◆ TASK TO CARRY OUT
Output all of the records exactly as written.

◆ EXTRACTED INFORMATION
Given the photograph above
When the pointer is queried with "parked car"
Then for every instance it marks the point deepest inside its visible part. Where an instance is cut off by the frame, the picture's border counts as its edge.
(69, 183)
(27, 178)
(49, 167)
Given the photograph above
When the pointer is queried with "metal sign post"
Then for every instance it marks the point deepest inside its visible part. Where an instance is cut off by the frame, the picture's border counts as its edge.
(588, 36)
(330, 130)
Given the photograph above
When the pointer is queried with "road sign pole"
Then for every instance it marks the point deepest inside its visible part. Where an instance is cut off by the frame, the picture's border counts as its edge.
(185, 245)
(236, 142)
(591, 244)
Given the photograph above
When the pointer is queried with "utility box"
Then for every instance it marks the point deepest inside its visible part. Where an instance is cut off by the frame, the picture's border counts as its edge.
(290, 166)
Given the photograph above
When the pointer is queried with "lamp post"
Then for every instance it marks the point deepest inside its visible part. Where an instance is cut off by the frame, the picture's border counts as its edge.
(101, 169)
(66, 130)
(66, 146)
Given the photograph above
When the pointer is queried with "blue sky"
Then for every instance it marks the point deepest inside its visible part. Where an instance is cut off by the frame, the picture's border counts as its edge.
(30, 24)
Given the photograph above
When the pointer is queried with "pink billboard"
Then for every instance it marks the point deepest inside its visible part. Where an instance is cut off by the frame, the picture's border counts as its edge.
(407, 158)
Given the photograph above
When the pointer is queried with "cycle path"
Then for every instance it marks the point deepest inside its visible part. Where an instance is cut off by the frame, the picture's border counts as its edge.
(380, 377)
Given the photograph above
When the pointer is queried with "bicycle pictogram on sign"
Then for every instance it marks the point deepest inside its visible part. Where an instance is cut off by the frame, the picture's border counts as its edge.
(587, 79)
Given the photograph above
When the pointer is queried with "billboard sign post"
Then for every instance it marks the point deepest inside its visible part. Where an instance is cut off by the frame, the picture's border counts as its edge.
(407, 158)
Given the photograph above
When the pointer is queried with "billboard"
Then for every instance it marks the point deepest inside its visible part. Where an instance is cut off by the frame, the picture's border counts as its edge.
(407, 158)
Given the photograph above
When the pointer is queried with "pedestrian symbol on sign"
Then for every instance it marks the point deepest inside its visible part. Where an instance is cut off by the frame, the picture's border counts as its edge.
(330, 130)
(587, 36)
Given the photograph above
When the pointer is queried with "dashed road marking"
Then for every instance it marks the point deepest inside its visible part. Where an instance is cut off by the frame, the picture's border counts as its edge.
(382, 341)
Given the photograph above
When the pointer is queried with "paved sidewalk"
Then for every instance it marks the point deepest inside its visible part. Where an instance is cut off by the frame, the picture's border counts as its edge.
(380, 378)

◆ RESPONSE FOR THIS EXERCISE
Given the photograph above
When the pointer is queried with "parked car"
Then for every instance it marks the point deepest inside its visible part. Where an instance is cut off by the frame, the picture's border counts as its edge.
(69, 183)
(27, 178)
(49, 167)
Given the photograph above
When the pointer is queried with "metal sign post"
Then for every instance it marks the point deepest inside its visible part. Where an instance is cut off by the frame, the picture's border counts as its edge.
(588, 36)
(330, 130)
Given the photograph above
When the pointer is queried with "road sign pole"
Then for every instance it marks the point deepest inside its visible part. Where an instance is cut off by the frame, the picture's border counts as its edge.
(185, 245)
(236, 142)
(591, 244)
Given the photograph above
When the pointer is queried with "utility box"
Then for every instance it marks the point deepest inside its visible part. Where an instance is cut off by the frame, the picture's border counts as its edge.
(290, 166)
Given the photograph above
When the pointer is queried with "lamp post"
Then for every instance it marks the point deepest inside its visible part. Where an instance is cut off by the frame, the picture's border counts as its edge.
(101, 169)
(66, 130)
(66, 146)
Given the photograph above
When the pointer is queried with "blue sky"
Then for every instance it marks the point deepest inside its visible part. Where an instance is cut off by the frame, the picture's border counts as its edge.
(30, 24)
Given the photograph above
When the pointer is queried with "pink billboard"
Then for every instance it marks the point deepest inside its visible part. Where an instance is cut off by the frame, the picture's border counts as its edge.
(407, 158)
Given the photograph above
When the pointer is queried with "cycle path"
Then for every instance it marks the point deepest inside its visible part. Where an instance is cut off by the frame, the picture's border counts as its edge.
(380, 377)
Given the photograph above
When the pointer is queried with "bicycle pictogram on sign"
Then for every instance it marks the point deepest inside its visible part. Where an instance is cut off by the frame, the picture's border counts as its edge.
(587, 79)
Given the photograph above
When the pointer is queried with "billboard sign post"
Then for every instance it marks the point deepest inside its visible part. Where an instance is cut off by the frame, the picture's border counts as its edge.
(407, 158)
Given the photograph above
When the pointer is queried with "billboard"
Then for every instance it marks the point deepest inside its visible part. Where an instance is cut off by the frame, the picture's border counts as its edge.
(407, 158)
Given the photograph above
When the pointer is queried with "pedestrian symbol on sign"
Then for every instance it marks the point deepest inside its visible part. Where an instance is cut off by the frame, the picture's border counts as its edge.
(330, 130)
(587, 36)
Given the photograph above
When the pointer is queried with "dashed road marking"
Then for every instance it marks the point deepest inside its visible part. Where an instance is cut off by the frame, the picture's border counts as its edge.
(382, 341)
Given the photograph above
When the pointer is queried with "paved sidewalk"
Then for every instance it marks the point deepest inside its visible part. Where an instance is cut off by the frame, the picture's border counts as its edge.
(380, 378)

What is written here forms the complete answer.